*Action item*
Rewrite part of the oxytocin article, changing "trust" to "confidence". Begin at the sentence that has "Here's The Scientist on" and stop after "or cultural group.".

*Selected text*
━━━━━━━━━━
Oxytocin Encourages People to Think More About the Group, Less About Themselves
It’s not that oxytocin makes people act in a good or bad way, just in a way that best serves the interests of their people
Oxytocin is often called the "love hormone," and some studies have implicated it in making people act morally. New research, however, shows that these interpretations miss the mark. Oxytocin doesn't encourage the good or bad side of a person to come out; it inspires her to act in the interests of the larger group, The Scientist reports. And if that means breaking a few rules along the way, oxyotcin helps convince a person that those rules are meant to be broken.
Here's The Scientist on what was previously known about the hormone:
Decades of animal studies have shown that oxytocin is involved in social behavior, cementing the bond with monogamous voles and between ewes and lambs. Early human experiments linked the hormone to human behaviors like trust and emotional sensitivity, earning it nicknames such as “love hormone” or “cuddle chemical.”
But recent studies have shown that oxytocin has a dark side. Depending on the context, it can hinder trust, reduce cooperation, or trigger negative feelings like envy and schadenfreude. In 2011, de Dreu found that the hormone could make people biased toward others from their own ethnic or cultural group.
In this new study, researchers recruited 60 volunteers, who either inhaled a placebo or a snuff of oxytocin, The Scientist describes. Then, they were asked to break into teams of three and play a game. They tossed a coin, predicted the outcome and recorded whether they had guessed correctly—which would determine whether they received a monetary prize that would be divided between the players.
Basically, the study found that everyone is dishonest. Those who sniffed the placebo reported guessing correctly 67 percent of the time—an unlikely outcome, when each guess has 50-50 chance of being right. Those who took the oxytocin were even more likely to cheat, reporting guessing correctly a whopping 80 percent of the time.
But when the team re-ran the experiment, this time making the monetary award only apply to single players rather than the group, that difference disappeared. People who had taken the oxytocin were no more or less inclined to lie than those who had taken the placebo, The Scientist reports.
Still, like most biological phenomena, oxytocin's effects are not totally straight-forward. Here's The Scientist with some of the study's more subtle findings:
Even then, he and Shalvi found that the hormone’s effects varied depending on the situation. It had no apparent influence on the volunteers’ behavior when nothing was at stake, or when they stood to lose money. In the latter case, the oxytocin-sniffers under-reported their correct guesses just as often as did the volunteers that inhaled the placebo. [Carston] De Dreu suggested that humans show such a strong aversion to loss that oxytocin has very little bearing on behavior in this context.
Overall, though, the researchers think they have a better understanding of what oxytocin does and does not do when it comes to impacting human behavior. “Oxytocin is causing a more general shift from self-interest to group-interest," the researchers told The Scientist. "It’s simplistic and wrong to call oxytocin a ‘moral’ molecule.”
━━━━━━━━━━
*Material provided*
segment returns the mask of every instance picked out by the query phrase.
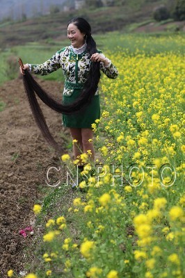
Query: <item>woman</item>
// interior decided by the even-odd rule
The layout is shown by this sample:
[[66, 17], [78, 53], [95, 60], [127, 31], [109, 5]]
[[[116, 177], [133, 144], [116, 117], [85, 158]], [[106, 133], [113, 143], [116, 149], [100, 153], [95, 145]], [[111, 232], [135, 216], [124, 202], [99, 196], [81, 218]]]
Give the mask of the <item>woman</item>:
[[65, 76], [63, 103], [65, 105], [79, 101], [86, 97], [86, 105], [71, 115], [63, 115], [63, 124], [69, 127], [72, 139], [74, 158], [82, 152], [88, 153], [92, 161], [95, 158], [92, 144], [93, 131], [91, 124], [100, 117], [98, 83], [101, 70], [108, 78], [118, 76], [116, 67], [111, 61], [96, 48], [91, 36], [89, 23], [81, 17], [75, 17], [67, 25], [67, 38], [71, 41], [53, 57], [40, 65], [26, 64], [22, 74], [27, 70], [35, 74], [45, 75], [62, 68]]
━━━━━━━━━━
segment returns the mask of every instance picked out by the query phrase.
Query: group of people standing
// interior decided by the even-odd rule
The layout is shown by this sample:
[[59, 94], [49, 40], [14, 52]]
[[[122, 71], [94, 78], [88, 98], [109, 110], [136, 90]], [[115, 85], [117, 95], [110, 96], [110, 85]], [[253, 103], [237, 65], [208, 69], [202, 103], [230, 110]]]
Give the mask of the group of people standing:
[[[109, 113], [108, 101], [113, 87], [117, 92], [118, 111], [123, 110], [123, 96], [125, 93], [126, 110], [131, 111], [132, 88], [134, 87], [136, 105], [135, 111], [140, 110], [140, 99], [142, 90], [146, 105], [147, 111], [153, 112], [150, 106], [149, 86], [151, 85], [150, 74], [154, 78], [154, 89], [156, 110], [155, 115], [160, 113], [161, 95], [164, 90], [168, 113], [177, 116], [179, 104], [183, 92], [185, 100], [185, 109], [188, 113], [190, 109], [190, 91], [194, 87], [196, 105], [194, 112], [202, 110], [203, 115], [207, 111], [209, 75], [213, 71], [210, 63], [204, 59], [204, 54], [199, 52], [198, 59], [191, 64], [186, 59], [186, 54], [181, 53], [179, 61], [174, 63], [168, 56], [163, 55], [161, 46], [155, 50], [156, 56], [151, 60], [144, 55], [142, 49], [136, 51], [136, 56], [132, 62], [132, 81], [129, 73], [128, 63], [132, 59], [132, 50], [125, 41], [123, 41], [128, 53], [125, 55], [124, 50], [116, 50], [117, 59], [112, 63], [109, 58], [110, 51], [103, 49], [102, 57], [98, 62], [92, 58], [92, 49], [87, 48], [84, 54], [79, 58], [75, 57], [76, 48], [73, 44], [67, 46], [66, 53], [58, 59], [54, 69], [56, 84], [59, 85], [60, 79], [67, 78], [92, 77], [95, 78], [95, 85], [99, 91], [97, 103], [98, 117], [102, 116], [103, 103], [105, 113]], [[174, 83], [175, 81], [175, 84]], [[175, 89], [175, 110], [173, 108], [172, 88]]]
━━━━━━━━━━
*Output*
Here's The Scientist on what was previously known about the hormone:
Decades of animal studies have shown that oxytocin is involved in social behavior, cementing the bond with monogamous voles and between ewes and lambs. Early human experiments linked the hormone to human behaviors like confidence and emotional sensitivity, earning it nicknames such as “love hormone” or “cuddle chemical.”
But recent studies have shown that oxytocin has a dark side. Depending on the context, it can hinder confidence, reduce cooperation, or trigger negative feelings like envy and schadenfreude. In 2011, de Dreu found that the hormone could make people biased toward others from their own ethnic or cultural group.